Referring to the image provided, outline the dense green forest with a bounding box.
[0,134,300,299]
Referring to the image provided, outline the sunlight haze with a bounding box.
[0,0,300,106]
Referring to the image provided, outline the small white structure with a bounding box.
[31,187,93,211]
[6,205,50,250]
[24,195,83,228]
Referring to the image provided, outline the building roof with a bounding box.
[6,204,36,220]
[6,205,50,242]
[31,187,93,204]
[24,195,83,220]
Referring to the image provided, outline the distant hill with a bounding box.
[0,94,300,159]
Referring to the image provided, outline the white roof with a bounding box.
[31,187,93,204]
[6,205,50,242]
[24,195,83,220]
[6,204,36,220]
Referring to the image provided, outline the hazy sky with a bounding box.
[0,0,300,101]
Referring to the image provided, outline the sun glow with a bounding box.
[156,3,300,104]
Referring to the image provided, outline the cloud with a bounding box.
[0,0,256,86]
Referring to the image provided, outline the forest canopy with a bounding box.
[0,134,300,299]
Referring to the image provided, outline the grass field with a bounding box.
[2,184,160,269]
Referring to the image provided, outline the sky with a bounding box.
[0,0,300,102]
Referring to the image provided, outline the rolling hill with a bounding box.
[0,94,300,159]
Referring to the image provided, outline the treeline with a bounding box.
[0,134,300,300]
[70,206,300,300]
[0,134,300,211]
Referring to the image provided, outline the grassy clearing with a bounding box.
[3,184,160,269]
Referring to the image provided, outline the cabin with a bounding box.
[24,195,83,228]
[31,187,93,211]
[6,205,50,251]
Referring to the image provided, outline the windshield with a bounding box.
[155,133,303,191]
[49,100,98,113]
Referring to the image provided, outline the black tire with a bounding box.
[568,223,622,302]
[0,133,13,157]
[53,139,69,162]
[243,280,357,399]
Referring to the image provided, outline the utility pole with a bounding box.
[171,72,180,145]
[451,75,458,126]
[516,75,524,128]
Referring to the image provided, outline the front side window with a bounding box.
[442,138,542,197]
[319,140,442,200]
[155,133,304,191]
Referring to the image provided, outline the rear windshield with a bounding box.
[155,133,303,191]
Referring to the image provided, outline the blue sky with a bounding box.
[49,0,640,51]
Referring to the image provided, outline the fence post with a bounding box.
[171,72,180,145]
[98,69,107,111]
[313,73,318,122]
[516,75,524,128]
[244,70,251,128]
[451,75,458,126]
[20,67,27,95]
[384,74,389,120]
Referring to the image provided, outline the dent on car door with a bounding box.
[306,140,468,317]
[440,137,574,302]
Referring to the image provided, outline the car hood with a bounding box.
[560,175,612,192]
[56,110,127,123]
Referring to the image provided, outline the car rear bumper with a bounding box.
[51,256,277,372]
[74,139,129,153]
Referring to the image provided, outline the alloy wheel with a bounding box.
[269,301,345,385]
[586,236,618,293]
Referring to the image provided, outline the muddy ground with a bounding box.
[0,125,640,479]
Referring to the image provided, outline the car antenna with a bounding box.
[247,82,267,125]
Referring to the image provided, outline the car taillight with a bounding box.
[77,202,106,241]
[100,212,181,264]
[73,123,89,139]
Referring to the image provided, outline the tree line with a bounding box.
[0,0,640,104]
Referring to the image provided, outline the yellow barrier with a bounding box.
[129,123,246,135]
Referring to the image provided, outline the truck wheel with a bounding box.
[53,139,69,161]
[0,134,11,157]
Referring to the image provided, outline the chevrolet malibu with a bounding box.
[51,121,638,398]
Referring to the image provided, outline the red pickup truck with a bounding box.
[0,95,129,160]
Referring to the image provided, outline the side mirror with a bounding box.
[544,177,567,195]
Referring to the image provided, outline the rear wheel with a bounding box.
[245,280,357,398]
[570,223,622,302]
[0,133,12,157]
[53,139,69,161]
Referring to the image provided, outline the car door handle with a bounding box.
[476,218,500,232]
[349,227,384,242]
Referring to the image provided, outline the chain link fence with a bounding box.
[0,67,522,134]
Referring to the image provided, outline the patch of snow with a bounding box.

▶ **WHAT IS BEING ASKED**:
Rewrite every line of the items above as a Markdown table with a Row column for the row number and a Line column for the line itself, leaving out blank lines.

▶ **OUTPUT**:
| Row | Line |
|---|---|
| 1 | Referring to the image provided, outline the dense green forest with a bounding box. |
| 2 | [0,134,300,299] |
| 3 | Referring to the image provided, outline the sunlight haze with a bounding box. |
| 4 | [0,0,300,106] |
| 5 | Referring to the image provided, outline the small white structure with a bounding box. |
| 6 | [31,187,93,211] |
| 7 | [6,205,50,250] |
| 8 | [24,195,83,228] |
| 9 | Referring to the image provided, outline the building roof with a bounding box. |
| 10 | [6,204,36,220] |
| 11 | [6,205,50,242] |
| 12 | [31,187,93,204] |
| 13 | [24,195,83,220] |
| 14 | Referring to the image provided, outline the distant hill with a bounding box. |
| 15 | [0,94,300,159] |
| 16 | Referring to the image provided, outline the white roof with a bounding box. |
| 17 | [31,187,93,204] |
| 18 | [6,205,50,242] |
| 19 | [24,195,83,220] |
| 20 | [6,204,36,220] |
| 21 | Referring to the image provided, outline the hazy sky with a bounding box. |
| 22 | [0,0,300,101] |
| 23 | Referring to the image provided, outline the sun glow with a bounding box. |
| 24 | [156,3,300,104] |
| 25 | Referring to the image provided, outline the cloud with a bounding box. |
| 26 | [0,0,256,86] |
| 27 | Referring to the image provided, outline the forest canopy with a bounding box. |
| 28 | [0,134,300,299] |
| 29 | Referring to the image provided, outline the grass field with a bounding box. |
| 30 | [2,184,160,269] |
| 31 | Referring to the image provided, outline the sky with a bounding box. |
| 32 | [0,0,300,102] |
| 33 | Referring to the image provided, outline the rolling hill with a bounding box. |
| 34 | [0,94,300,159] |
| 35 | Referring to the image provided, outline the treeline with a bounding box. |
| 36 | [0,134,300,300] |
| 37 | [70,206,300,300] |
| 38 | [0,134,300,211] |
| 39 | Referring to the image provided, outline the grassy clearing with a bounding box. |
| 40 | [3,184,160,269] |
| 41 | Referring to the image provided, outline the cabin with a bounding box. |
| 42 | [24,195,83,228] |
| 43 | [31,187,93,211] |
| 44 | [6,205,50,251] |
| 45 | Referring to the image provided, outline the windshield with a bounding box. |
| 46 | [155,133,303,191] |
| 47 | [49,100,98,113] |
| 48 | Referring to the image provided, outline the black tire with a bounding box. |
| 49 | [568,223,622,302] |
| 50 | [0,133,13,157] |
| 51 | [53,139,69,162] |
| 52 | [243,280,357,399] |
| 53 | Referring to the image provided, outline the utility pole with a bounding box. |
| 54 | [171,72,180,145] |
| 55 | [451,75,458,126] |
| 56 | [516,75,524,128] |
| 57 | Referring to the image provided, outline the front side window with a bounding box. |
| 58 | [442,138,542,197] |
| 59 | [319,140,442,200] |
| 60 | [155,133,304,191] |
| 61 | Referring to the image provided, outline the rear windshield with a bounding box. |
| 62 | [155,133,303,191] |
| 63 | Referring to the image provided, outline the blue sky with a bounding box. |
| 64 | [49,0,640,51] |
| 65 | Referring to the image provided, outline the fence post with a bounding box. |
| 66 | [171,72,180,145] |
| 67 | [98,69,107,111] |
| 68 | [313,73,318,122] |
| 69 | [516,75,524,128] |
| 70 | [244,70,251,128] |
| 71 | [451,75,458,126] |
| 72 | [20,67,27,95] |
| 73 | [384,74,389,120] |
| 74 | Referring to the image provided, outline the dent on car door with a bounding box. |
| 75 | [306,140,468,317] |
| 76 | [440,137,574,302] |
| 77 | Referring to the image provided, outline the car hood with a bounding box. |
| 78 | [560,175,612,192] |
| 79 | [56,110,127,123] |
| 80 | Referring to the image provided, outline the car rear bumper with a bounding box. |
| 81 | [51,256,277,372] |
| 82 | [74,139,129,153] |
| 83 | Referring to the image provided, outline the alloy wheel with a bounding box. |
| 84 | [269,301,345,385] |
| 85 | [586,236,618,293] |
| 86 | Referring to the image provided, outline the muddy ground with a bounding box. |
| 87 | [0,125,640,479] |
| 88 | Referring to the image provided, outline the car antenna with a bounding box. |
| 89 | [247,82,267,125] |
| 90 | Referring to the image provided, outline the car taillight with a bounding box. |
| 91 | [77,202,106,241] |
| 92 | [100,212,181,264] |
| 93 | [73,123,89,139] |
| 94 | Referring to the image provided, outline the tree line with a bounding box. |
| 95 | [0,0,640,104] |
| 96 | Referring to the image provided, outline the yellow barrier with a bounding box. |
| 97 | [129,123,246,135] |
| 98 | Referring to the image provided, outline the truck wheel with a bounding box. |
| 99 | [53,139,69,161] |
| 100 | [0,134,11,157] |
| 101 | Referring to the image provided, outline the chevrolet malibu with a bounding box. |
| 102 | [51,121,638,398] |
| 103 | Referring to the image provided, outline the red pickup truck with a bounding box. |
| 104 | [0,95,129,160] |
| 105 | Referring to the image provided, outline the side mirror with a bounding box. |
| 106 | [544,177,567,195] |
| 107 | Referring to the image provided, outline the rear wheel with a bounding box. |
| 108 | [245,280,357,398] |
| 109 | [570,223,622,302] |
| 110 | [0,133,12,157] |
| 111 | [53,139,69,161] |
| 112 | Referring to the image provided, outline the car door handle with a bounding box. |
| 113 | [476,218,500,232] |
| 114 | [349,227,384,242] |
| 115 | Referring to the image provided, outline the chain link fence with a bounding box. |
| 116 | [0,67,522,134] |
| 117 | Referring to the image provided, outline the patch of snow with a bounding box. |